## TASK INSTRUCTIONS
Word for word, set down the records and skip each picture.

## RAW DATA
=-=-=-=-=
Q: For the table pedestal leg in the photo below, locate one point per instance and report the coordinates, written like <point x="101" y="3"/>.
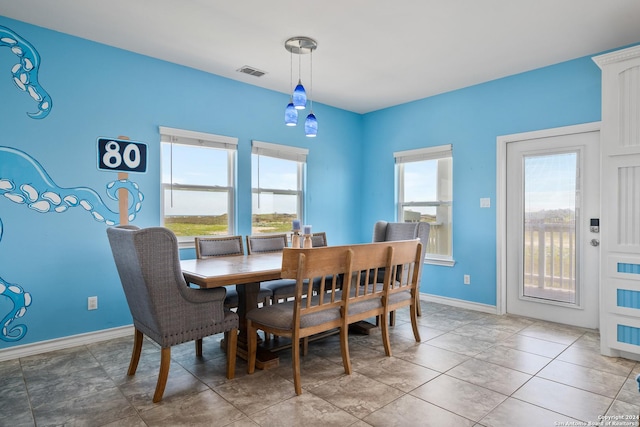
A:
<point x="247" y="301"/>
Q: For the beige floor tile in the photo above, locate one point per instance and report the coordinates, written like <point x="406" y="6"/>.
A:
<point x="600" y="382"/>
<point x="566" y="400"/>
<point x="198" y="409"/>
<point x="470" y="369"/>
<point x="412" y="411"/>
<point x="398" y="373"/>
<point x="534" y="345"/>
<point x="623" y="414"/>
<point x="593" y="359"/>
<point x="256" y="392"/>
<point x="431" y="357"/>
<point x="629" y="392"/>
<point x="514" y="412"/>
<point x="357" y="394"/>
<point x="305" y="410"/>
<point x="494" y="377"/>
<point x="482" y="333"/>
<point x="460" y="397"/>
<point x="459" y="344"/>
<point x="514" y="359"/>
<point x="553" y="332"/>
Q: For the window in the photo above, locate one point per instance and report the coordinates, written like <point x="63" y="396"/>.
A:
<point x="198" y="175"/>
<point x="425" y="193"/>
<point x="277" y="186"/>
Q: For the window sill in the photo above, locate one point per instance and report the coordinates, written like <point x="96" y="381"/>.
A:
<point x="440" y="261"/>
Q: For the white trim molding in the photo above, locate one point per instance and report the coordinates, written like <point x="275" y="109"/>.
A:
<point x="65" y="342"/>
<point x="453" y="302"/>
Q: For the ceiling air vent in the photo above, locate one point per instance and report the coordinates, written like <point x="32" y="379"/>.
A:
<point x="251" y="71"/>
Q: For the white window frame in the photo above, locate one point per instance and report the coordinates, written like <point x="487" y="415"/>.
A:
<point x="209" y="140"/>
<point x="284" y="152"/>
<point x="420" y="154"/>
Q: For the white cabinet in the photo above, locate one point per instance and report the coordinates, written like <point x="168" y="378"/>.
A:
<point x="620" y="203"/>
=-=-=-=-=
## OUTPUT FOR THIS EXERCISE
Q: For the table pedestal leg in the photo below, locate one point per instance and report the coordinates, written like <point x="101" y="3"/>.
A:
<point x="247" y="301"/>
Q: For the beige floor tile in the photo above, locate one point per instance and report the coordinates, written like <point x="406" y="6"/>.
A:
<point x="600" y="382"/>
<point x="566" y="400"/>
<point x="198" y="409"/>
<point x="470" y="369"/>
<point x="412" y="411"/>
<point x="398" y="373"/>
<point x="534" y="345"/>
<point x="623" y="414"/>
<point x="593" y="359"/>
<point x="256" y="392"/>
<point x="431" y="357"/>
<point x="629" y="392"/>
<point x="514" y="412"/>
<point x="357" y="394"/>
<point x="305" y="410"/>
<point x="494" y="377"/>
<point x="482" y="333"/>
<point x="460" y="397"/>
<point x="459" y="344"/>
<point x="514" y="359"/>
<point x="553" y="332"/>
Q: For the window in the photo above, locate one point per instance and report the coordinates, written like <point x="63" y="396"/>.
A:
<point x="198" y="175"/>
<point x="425" y="193"/>
<point x="277" y="186"/>
Q: For the window sill in the photo above, locate one point per instance and report the coordinates, written like <point x="96" y="381"/>.
A:
<point x="440" y="261"/>
Q: For the white trim molding in the photo above, locate one point per instance and report the coordinates, written like <point x="275" y="109"/>.
A:
<point x="65" y="342"/>
<point x="453" y="302"/>
Q: For the ceiling air vent in the photo above, locate one point per instance and report the coordinates, written like <point x="32" y="379"/>.
A:
<point x="251" y="71"/>
Q: For the white window frame in the photo above, locate one point per instance and report the coordinates, written like <point x="487" y="415"/>.
A:
<point x="209" y="140"/>
<point x="284" y="152"/>
<point x="420" y="154"/>
Q: For the white cabinet in the photo above, locate one point per instance and report the coordinates, written like <point x="168" y="378"/>.
A:
<point x="620" y="203"/>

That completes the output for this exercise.